__What is required__. Reproduce all of the data below verbatim, keeping every line in its original order.

__Dataset rows__.
-=-=-

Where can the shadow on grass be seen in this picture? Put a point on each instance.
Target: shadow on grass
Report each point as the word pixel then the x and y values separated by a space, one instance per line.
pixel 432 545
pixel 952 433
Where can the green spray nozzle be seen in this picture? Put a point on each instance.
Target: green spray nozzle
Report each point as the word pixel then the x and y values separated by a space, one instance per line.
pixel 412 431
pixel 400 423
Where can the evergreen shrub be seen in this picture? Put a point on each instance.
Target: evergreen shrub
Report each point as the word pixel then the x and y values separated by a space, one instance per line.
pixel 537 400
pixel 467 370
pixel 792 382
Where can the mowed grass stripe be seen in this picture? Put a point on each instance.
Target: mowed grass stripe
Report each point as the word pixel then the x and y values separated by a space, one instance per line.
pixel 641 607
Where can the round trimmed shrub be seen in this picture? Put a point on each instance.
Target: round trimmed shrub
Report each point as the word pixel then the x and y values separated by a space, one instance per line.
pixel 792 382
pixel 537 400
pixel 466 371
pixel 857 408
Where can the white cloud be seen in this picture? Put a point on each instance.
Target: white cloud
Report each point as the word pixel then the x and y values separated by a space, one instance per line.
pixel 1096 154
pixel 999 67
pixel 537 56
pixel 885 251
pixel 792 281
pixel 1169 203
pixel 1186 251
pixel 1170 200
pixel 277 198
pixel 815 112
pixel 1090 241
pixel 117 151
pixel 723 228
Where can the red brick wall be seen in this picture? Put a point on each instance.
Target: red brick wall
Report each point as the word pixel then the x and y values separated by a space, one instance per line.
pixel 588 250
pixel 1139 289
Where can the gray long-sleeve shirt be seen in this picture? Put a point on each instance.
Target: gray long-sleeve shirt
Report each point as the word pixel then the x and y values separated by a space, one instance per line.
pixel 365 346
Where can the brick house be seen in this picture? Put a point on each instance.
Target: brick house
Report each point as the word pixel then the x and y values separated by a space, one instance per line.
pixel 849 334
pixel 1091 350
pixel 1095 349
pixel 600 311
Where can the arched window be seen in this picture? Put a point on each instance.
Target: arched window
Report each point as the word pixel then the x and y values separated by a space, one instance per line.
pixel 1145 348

-=-=-

__Exercise response__.
Where can the shadow on grass be seen in this picture? Put a point on each instance.
Target: shadow on grass
Report each point as the word pixel then the x and y values separated by a space, one instance per line.
pixel 432 545
pixel 952 433
Where can the green spray nozzle be seen in this picture? Put a point on each instance.
Target: green spray nozzle
Report each point as the word pixel then the x and y values separated by a space, one instance per line.
pixel 412 431
pixel 400 423
Where can the evergreen shrub be seen in this picture? Put a point on each instance.
Target: evergreen shrub
Report each point as the word pixel then the x and y values separated by a space, one instance per line.
pixel 537 400
pixel 467 370
pixel 792 382
Where can the mowed grass stripe be seen in this picture? Put a point on each instance.
Target: mowed grass stripe
Report each point as the word pixel then the x and y values separated by a space, one instance per line.
pixel 641 607
Where can the round trimmed shrub be seen in this picture? Put a point on each instance.
Target: round trimmed shrub
Report each point as the word pixel then the x and y values separated by a space, one instance per line.
pixel 792 382
pixel 537 400
pixel 466 371
pixel 857 408
Where can the white cloud be seen in this picture? Put a point on each instance.
Target: white cloud
Report each point as the word pixel then the x and y values separated by a space, one instance per line.
pixel 1096 154
pixel 999 67
pixel 537 56
pixel 885 251
pixel 792 281
pixel 1169 203
pixel 1186 251
pixel 1170 200
pixel 277 198
pixel 815 112
pixel 1090 241
pixel 117 151
pixel 723 228
Where can the red brick wall be seen in this picture? Put a point on each instance.
Target: red brick wall
Report each point as the word pixel then the x and y values separated by a space, one instance per line.
pixel 588 250
pixel 1139 289
Where can the gray long-sleeve shirt be seen in this picture? Put a point on each instance.
Target: gray long-sleeve shirt
Report each point as the word pixel then the x and y values separated by a space, one instance per line.
pixel 365 346
Where can the brick house be seen in this picture? Put a point on each instance.
Target: brick house
Report each point as the word pixel then the x and y values separated by a space, one instance per line.
pixel 849 334
pixel 1091 350
pixel 1095 349
pixel 600 311
Where can the arched window be seen in this picture? Put a point on each instance.
Target: arched window
Report each point as the word pixel then the x and y values separated by a space, one instance per line.
pixel 1145 348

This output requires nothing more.